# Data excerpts

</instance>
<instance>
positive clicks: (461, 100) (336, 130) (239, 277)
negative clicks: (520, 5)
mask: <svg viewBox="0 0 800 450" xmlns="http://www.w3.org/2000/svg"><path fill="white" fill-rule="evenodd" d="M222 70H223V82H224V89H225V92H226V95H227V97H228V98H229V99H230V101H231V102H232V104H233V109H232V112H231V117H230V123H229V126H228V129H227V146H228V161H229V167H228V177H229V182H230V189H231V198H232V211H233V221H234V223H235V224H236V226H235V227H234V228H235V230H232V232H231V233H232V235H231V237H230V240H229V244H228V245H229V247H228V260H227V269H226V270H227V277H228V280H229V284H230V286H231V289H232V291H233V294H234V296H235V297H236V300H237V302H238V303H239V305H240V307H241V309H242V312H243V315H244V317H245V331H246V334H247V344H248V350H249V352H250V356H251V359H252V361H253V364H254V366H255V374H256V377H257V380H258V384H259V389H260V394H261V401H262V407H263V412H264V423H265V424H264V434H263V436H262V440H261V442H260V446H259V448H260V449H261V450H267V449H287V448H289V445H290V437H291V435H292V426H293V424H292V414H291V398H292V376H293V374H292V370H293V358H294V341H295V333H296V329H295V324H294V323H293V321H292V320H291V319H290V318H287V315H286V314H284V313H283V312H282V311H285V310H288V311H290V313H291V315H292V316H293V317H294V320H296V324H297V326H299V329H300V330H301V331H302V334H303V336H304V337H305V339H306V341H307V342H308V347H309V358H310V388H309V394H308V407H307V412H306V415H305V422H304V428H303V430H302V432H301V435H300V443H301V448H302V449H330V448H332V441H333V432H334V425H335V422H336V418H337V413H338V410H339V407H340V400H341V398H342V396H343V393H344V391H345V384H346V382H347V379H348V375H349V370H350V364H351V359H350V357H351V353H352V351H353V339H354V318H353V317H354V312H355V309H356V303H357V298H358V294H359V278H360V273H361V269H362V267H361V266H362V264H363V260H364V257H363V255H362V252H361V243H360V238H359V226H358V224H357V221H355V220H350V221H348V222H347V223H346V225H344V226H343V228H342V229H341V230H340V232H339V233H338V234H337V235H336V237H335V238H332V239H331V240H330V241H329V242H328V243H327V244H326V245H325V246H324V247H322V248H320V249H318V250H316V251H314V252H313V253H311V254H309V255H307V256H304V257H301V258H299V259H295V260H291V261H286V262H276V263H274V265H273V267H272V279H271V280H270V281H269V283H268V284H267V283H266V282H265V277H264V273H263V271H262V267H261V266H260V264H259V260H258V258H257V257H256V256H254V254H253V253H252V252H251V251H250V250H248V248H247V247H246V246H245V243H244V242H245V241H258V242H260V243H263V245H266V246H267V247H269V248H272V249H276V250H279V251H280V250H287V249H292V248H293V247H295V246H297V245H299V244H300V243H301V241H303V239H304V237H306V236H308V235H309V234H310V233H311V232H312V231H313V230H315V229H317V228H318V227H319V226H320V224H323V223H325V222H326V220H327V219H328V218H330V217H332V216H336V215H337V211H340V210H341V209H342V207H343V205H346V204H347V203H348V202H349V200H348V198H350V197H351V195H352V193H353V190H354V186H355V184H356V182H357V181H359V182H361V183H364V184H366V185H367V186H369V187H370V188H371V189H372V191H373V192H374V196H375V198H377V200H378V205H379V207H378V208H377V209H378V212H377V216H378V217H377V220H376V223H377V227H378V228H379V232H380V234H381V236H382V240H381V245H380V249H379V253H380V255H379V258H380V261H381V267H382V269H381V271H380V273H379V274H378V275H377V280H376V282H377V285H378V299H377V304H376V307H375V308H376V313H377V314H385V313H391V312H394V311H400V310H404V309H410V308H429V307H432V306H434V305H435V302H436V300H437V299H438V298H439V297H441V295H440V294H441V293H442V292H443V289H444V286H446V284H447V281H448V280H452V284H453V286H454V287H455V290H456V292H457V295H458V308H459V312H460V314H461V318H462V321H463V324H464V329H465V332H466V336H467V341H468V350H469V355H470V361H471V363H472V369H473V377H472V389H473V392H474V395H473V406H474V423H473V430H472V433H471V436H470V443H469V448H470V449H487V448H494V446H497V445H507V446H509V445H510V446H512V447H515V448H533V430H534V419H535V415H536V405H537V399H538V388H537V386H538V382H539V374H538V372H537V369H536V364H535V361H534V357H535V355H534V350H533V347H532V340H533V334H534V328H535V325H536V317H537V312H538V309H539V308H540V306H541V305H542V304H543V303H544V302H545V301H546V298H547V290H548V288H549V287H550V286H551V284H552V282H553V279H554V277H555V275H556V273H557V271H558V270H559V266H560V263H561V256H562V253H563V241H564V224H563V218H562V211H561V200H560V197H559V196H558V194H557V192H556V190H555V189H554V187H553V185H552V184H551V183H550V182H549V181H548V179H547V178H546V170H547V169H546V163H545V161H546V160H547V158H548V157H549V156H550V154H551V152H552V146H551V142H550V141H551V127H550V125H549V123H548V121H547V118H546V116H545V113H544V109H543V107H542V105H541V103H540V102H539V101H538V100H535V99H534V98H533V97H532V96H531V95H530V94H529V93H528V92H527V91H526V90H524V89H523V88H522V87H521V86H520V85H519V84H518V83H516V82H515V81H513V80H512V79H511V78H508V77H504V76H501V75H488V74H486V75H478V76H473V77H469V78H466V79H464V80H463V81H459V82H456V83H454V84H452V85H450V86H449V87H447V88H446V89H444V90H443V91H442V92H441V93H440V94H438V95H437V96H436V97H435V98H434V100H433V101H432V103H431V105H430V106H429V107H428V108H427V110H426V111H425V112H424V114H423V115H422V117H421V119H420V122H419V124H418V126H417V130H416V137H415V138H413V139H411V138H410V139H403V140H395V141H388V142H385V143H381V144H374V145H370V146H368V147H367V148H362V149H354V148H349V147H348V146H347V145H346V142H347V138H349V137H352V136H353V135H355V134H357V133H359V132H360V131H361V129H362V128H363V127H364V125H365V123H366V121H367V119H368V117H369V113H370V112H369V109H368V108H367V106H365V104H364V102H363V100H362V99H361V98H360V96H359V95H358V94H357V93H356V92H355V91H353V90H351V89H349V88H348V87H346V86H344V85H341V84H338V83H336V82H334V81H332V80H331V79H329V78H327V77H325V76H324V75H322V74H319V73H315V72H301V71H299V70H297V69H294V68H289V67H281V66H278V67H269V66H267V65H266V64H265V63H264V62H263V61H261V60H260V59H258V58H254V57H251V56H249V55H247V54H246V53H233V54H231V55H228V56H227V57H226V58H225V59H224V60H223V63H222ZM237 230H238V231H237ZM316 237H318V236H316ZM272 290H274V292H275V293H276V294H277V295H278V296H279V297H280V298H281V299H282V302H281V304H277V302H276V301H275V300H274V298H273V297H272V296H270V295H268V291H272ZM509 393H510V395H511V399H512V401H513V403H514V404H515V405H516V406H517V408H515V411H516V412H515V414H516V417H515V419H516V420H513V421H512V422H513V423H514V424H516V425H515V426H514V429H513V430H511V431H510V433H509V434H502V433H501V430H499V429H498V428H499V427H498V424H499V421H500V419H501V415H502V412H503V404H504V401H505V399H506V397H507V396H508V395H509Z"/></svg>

# Task statement
The expected answer is a copy of each line in the records that holds the word "clicks".

# Answer below
positive clicks: (461, 100) (336, 130) (239, 277)
negative clicks: (520, 5)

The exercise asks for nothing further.